[Dataset rows on where objects appear]
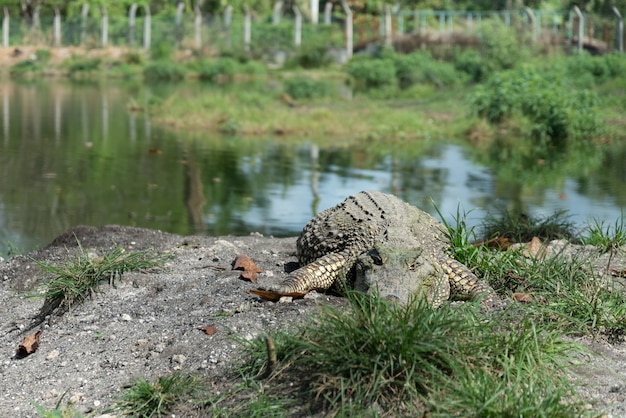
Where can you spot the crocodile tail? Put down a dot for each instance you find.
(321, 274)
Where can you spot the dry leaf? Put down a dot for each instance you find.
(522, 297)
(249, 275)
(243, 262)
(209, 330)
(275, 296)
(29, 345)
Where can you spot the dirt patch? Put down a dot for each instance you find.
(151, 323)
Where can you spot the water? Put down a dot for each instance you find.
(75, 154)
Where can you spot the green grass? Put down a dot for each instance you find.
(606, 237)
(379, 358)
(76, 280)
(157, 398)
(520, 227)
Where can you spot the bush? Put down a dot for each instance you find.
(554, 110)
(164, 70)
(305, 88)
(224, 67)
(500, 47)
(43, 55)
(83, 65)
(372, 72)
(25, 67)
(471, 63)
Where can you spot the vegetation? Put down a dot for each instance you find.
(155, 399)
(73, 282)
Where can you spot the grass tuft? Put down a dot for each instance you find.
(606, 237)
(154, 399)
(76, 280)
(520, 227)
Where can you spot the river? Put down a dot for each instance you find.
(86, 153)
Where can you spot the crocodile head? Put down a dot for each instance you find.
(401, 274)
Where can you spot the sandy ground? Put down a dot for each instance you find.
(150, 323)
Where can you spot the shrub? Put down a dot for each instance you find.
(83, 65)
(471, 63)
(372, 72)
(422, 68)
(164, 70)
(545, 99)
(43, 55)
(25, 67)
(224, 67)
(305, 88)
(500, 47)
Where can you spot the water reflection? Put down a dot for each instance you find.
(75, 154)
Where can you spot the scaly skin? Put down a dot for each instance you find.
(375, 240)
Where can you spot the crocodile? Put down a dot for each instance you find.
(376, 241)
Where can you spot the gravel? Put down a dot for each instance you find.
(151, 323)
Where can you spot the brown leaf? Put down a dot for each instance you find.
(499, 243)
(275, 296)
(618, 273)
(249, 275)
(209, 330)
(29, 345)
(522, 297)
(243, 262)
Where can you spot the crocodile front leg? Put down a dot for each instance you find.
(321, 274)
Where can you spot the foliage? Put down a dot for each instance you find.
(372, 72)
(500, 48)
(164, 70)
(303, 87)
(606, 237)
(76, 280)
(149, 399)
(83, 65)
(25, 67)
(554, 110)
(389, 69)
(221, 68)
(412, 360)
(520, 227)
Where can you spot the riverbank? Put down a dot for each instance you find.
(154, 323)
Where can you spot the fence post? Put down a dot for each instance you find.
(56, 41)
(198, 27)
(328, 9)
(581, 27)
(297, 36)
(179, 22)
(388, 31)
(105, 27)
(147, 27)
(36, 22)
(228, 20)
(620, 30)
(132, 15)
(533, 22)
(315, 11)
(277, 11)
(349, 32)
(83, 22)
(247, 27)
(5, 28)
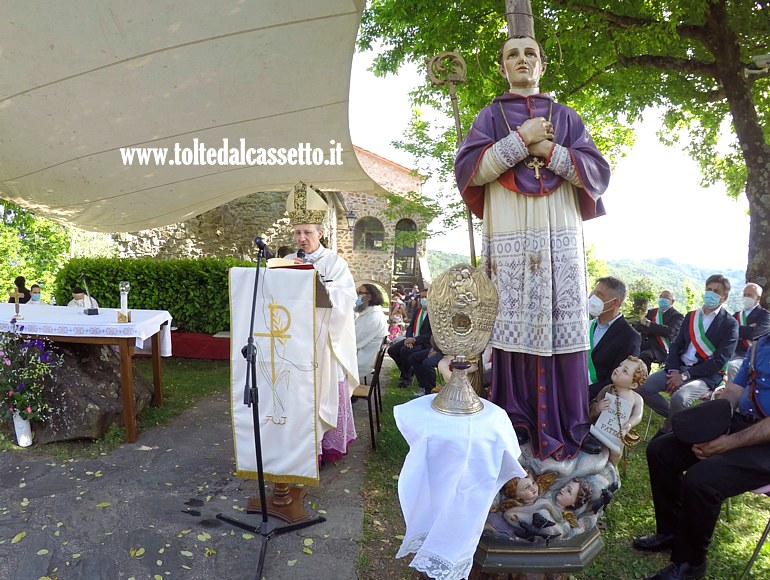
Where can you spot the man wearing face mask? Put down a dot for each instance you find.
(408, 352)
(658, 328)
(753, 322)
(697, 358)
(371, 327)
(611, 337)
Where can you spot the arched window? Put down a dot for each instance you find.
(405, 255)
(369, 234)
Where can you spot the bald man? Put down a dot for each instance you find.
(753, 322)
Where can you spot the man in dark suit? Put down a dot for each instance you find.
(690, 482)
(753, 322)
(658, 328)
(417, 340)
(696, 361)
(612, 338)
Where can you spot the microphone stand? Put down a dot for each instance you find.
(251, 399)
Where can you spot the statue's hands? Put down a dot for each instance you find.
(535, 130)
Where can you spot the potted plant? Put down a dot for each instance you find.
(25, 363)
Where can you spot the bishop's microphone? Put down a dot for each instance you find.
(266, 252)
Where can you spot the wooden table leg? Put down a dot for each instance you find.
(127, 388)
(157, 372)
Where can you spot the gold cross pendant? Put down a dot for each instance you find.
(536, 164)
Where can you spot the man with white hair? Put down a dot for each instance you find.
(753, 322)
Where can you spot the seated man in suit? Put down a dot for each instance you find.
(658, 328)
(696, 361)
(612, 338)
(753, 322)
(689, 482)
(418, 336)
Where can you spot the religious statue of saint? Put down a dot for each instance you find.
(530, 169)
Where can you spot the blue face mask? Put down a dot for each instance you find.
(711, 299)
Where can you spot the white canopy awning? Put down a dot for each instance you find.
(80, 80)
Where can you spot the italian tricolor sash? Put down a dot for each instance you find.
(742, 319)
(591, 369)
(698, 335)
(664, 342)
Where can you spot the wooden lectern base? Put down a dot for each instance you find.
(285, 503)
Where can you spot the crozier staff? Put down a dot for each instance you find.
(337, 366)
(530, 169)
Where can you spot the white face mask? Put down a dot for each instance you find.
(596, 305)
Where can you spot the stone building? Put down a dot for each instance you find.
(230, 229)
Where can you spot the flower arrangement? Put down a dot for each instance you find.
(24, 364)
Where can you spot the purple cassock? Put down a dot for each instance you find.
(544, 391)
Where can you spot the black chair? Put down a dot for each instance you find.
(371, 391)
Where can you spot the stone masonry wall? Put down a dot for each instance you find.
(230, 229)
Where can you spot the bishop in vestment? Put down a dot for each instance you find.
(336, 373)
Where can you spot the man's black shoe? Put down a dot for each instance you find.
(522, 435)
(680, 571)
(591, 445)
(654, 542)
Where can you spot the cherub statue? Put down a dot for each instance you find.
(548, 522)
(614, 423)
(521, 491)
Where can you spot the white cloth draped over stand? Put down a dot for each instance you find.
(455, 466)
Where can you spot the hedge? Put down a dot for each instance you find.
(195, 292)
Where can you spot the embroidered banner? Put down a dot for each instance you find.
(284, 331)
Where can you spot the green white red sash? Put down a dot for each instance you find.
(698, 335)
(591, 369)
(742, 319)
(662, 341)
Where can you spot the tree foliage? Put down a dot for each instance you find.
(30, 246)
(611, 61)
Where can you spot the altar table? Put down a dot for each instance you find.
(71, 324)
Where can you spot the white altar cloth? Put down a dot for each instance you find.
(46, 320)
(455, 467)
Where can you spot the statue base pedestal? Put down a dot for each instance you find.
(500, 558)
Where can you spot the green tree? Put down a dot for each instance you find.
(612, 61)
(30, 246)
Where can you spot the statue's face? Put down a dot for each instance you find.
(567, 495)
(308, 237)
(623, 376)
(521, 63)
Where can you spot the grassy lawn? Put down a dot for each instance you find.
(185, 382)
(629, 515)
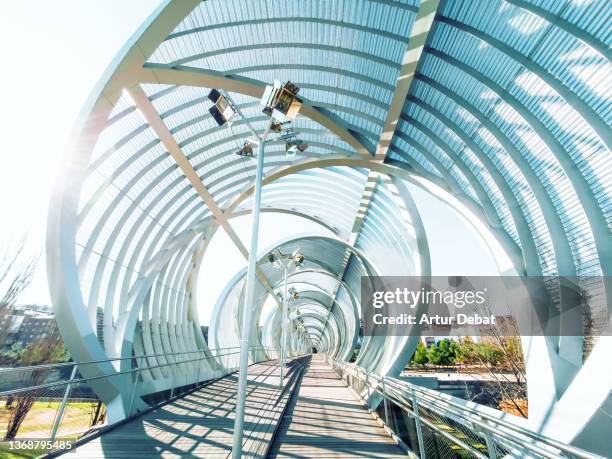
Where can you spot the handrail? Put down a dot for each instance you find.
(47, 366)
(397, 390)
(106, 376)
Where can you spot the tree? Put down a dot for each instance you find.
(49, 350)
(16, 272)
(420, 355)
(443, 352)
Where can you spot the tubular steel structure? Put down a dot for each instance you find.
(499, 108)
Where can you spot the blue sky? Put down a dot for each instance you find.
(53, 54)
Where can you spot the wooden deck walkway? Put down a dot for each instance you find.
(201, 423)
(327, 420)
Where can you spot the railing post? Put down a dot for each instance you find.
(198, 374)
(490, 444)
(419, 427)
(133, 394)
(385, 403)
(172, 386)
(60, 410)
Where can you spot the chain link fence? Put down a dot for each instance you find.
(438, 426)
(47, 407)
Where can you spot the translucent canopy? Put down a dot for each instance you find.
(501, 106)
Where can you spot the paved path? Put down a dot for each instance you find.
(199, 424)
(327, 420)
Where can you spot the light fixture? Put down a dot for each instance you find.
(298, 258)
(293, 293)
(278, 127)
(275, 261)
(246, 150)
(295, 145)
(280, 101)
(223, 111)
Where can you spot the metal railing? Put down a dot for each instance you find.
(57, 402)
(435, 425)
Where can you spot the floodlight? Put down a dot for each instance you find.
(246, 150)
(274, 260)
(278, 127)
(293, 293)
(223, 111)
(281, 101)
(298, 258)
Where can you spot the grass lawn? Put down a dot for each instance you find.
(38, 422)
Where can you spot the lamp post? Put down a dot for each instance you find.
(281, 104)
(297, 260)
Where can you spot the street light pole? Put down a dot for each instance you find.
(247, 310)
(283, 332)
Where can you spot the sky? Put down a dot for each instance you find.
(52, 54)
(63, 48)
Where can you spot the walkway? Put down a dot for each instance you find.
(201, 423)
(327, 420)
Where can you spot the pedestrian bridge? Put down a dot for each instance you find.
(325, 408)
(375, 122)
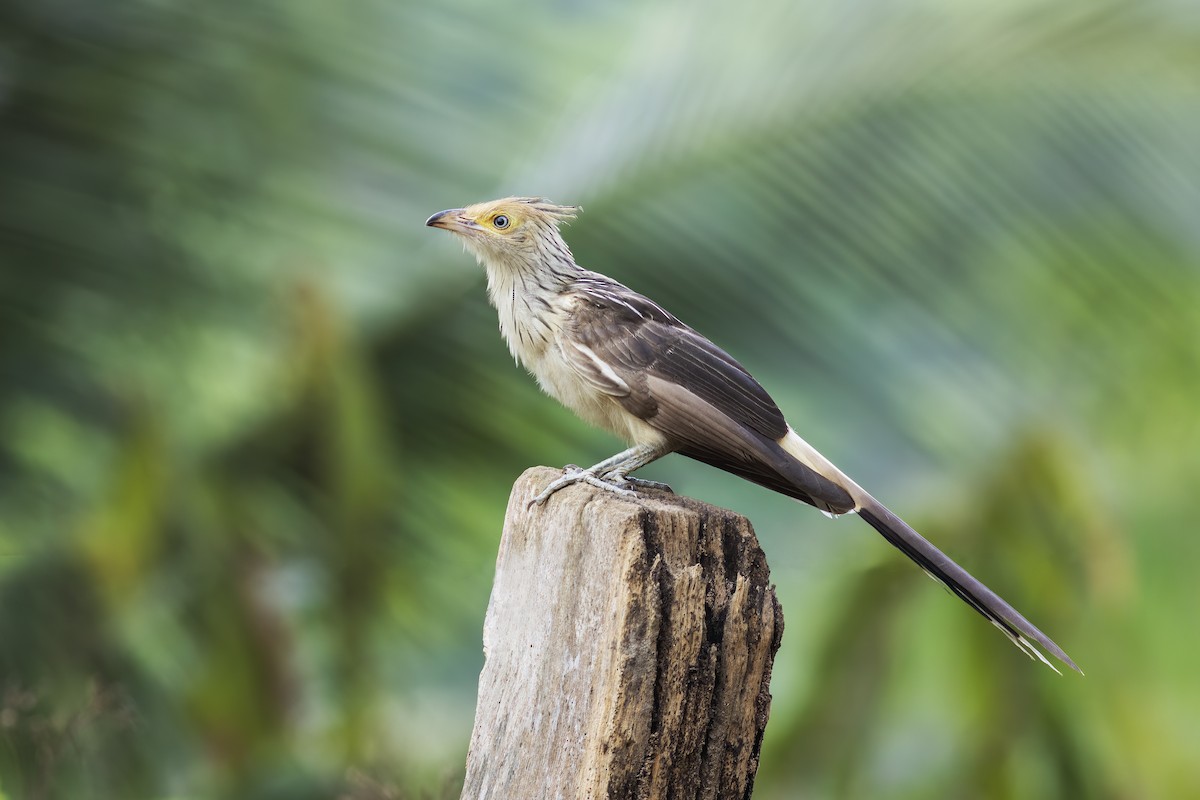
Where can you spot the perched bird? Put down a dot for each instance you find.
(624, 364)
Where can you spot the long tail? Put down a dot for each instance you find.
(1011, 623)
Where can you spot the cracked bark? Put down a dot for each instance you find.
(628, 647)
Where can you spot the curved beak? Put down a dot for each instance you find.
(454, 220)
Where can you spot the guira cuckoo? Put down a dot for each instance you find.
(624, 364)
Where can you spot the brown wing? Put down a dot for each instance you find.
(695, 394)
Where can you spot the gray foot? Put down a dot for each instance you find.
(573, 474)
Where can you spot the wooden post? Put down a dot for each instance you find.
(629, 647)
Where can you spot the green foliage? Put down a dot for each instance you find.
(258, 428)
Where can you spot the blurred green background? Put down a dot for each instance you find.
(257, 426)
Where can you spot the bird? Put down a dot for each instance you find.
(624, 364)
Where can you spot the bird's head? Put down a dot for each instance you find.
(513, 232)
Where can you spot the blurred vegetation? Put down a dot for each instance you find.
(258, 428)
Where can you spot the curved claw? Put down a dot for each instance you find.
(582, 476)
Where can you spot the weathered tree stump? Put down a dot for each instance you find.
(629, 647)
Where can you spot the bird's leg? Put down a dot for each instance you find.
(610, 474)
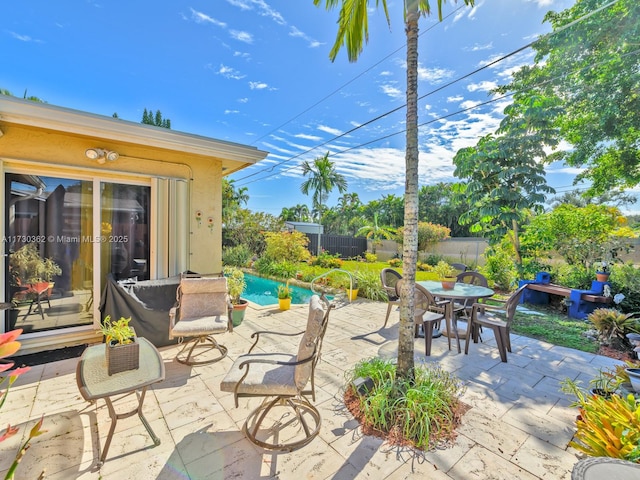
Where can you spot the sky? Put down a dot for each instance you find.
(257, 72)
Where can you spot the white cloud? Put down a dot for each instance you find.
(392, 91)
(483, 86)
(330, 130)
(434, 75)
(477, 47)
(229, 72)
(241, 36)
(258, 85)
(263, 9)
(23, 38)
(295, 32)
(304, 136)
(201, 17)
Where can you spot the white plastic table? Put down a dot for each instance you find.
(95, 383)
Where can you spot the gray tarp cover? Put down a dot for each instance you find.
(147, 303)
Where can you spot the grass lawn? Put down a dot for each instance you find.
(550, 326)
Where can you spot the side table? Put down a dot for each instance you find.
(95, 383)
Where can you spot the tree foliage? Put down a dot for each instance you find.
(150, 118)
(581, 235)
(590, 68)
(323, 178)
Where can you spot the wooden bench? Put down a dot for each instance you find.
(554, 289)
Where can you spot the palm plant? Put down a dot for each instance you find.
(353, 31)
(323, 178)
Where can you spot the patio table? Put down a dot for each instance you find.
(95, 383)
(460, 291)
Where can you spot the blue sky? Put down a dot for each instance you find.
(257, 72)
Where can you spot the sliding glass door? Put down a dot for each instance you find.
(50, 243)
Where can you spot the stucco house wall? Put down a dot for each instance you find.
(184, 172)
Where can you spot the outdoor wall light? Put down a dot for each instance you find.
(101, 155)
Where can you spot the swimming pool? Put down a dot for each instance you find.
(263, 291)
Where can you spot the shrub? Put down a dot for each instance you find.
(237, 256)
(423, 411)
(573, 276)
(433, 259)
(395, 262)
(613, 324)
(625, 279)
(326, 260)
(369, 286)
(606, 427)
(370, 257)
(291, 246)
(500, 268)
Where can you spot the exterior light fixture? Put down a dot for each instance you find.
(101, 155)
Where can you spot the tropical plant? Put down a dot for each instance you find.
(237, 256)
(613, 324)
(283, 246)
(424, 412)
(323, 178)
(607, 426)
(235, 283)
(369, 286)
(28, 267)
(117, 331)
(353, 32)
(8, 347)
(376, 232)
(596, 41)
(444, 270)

WRITTEN PROBLEM -> Everything from the line containing "Where can you spot the sliding" through the last line of the records must be given again exactly; leave out all other lines.

COMPLETE ANSWER ->
Where can you spot the sliding glass door? Put down a dot for each instance you find.
(50, 243)
Where can you spot the stucco house wall? Put down a dot for each instance you find.
(184, 172)
Where can you spot the outdoor wall light? Put down a dot for each instance you find.
(101, 155)
Where can you spot the swimming pool? Put down a dot for each instance you find.
(263, 291)
Where can you spot the shrub? Put down a dot for each instance you find.
(237, 256)
(423, 411)
(573, 276)
(433, 259)
(395, 262)
(613, 324)
(625, 279)
(326, 260)
(369, 286)
(606, 427)
(370, 257)
(291, 246)
(500, 268)
Where can you spot the exterior light fixture? Put down a dot for each instance you find.
(101, 155)
Where can you spot the tropical plant? Put down a dot for each instance you find.
(237, 256)
(613, 324)
(283, 246)
(424, 412)
(323, 178)
(607, 426)
(235, 283)
(369, 286)
(28, 267)
(117, 331)
(353, 32)
(8, 347)
(376, 232)
(596, 41)
(444, 270)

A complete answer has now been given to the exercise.